__WHAT TO WORK ON__
Set down the records again. Every word and mark must match exactly.

[Opening DATA FOR REVIEW section]

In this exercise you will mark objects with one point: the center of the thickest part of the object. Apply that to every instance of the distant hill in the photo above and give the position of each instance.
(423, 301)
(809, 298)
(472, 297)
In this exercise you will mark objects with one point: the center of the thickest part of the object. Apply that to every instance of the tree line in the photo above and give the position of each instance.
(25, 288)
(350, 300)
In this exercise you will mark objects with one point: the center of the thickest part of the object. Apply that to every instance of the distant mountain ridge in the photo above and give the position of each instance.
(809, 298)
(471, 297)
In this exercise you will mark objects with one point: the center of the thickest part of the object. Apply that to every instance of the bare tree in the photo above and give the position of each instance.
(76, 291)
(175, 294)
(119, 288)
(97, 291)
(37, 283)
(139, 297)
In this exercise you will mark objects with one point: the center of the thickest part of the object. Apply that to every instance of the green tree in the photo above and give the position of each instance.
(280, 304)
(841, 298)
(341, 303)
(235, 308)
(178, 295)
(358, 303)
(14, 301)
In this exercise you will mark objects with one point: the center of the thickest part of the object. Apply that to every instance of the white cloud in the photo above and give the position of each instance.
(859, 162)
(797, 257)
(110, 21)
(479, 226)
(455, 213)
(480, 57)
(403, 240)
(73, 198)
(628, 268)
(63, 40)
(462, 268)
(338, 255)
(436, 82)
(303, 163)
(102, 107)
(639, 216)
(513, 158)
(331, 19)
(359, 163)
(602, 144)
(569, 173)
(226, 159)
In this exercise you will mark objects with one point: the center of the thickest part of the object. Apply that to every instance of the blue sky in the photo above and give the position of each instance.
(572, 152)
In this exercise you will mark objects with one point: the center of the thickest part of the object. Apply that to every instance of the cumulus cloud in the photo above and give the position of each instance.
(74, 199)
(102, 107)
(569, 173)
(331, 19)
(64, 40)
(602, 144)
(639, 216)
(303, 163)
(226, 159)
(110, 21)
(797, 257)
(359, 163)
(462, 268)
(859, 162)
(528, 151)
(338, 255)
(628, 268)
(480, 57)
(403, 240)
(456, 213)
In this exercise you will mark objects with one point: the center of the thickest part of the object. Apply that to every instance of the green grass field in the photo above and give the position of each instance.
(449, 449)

[Closing DATA FOR REVIEW section]

__ANSWER AREA__
In this exercise you will mark objects with one point: the center of the thickest part of the object. Apply that to every instance of the distant hill in the photo above and give the position of each instance.
(423, 301)
(809, 298)
(472, 297)
In this exercise you will mark objects with one point: the center of the thickest part of the object. Apply that to every instance of the tree line in the photo above and give the position of each instance.
(25, 288)
(350, 300)
In this exercise you will mark objects with one point: the center of the thickest part of the object. Apply that to every instance of the distant mountain ridge in the photo above and give the position of each instance.
(809, 298)
(471, 297)
In this exercise you will mark objects with one point: the center of the thickest part of the object. Apply that to every instance of the bare tree in the photo above and give the position of each instance.
(76, 291)
(175, 294)
(119, 288)
(97, 291)
(37, 283)
(139, 297)
In this exercise you will mark objects with one point: the center of the thickest part of the object. Apply that to every instance of the green tree in the photo above and give the position of each instance.
(280, 304)
(841, 298)
(341, 303)
(235, 308)
(178, 295)
(358, 303)
(14, 301)
In this exercise you will mark objects with one point: the center of the thickest part of the object. Apply that to every instance of the white cloud in the photo above and give the position of each instance.
(859, 162)
(797, 257)
(110, 21)
(479, 226)
(455, 213)
(480, 57)
(403, 240)
(73, 198)
(628, 268)
(63, 40)
(462, 268)
(338, 255)
(436, 82)
(303, 163)
(102, 107)
(639, 216)
(513, 158)
(331, 19)
(359, 163)
(602, 144)
(569, 173)
(226, 159)
In this exercise you will mark objects with one point: the center of the thickest part of the object. Apply that to every instance of the blue sky in the photo above and give the position of each instance.
(572, 152)
In this exercise you will mark objects with one point: the center of the thickest part of the object. Apply that to every instance of the cumulus cloud in the photo above and give the position of each instance.
(74, 199)
(102, 107)
(569, 173)
(331, 19)
(64, 40)
(602, 144)
(639, 216)
(303, 163)
(226, 159)
(110, 21)
(797, 257)
(359, 163)
(462, 268)
(859, 162)
(528, 151)
(338, 255)
(628, 268)
(480, 57)
(403, 240)
(456, 213)
In this exercise you will mark objects with one point: the center of the thickest part of the object. Apply that to every instance of the green grass field in the photo above and give the position of each instance.
(449, 449)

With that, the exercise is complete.